» **DATA RECORDS**:
● ● ● ●
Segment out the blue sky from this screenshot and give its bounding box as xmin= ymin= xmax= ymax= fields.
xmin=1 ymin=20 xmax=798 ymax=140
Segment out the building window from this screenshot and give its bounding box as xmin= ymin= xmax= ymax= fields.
● ● ● ●
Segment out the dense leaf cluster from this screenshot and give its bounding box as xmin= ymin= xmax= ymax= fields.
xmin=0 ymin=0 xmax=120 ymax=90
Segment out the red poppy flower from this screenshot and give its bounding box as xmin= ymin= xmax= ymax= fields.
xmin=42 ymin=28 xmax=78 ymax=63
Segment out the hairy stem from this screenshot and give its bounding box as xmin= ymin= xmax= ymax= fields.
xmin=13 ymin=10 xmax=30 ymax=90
● ● ● ●
Everything above from the line containing "Segment out the blue" down to the line containing "Segment out the building" should be copied exactly, both end lines included, and nothing else.

» **TASK ANSWER**:
Segment out the blue sky from this screenshot and give its bounding box as xmin= ymin= xmax= ymax= fields.
xmin=1 ymin=20 xmax=798 ymax=140
Segment out the building window from this screenshot and give its bounding box as xmin= ymin= xmax= ymax= fields.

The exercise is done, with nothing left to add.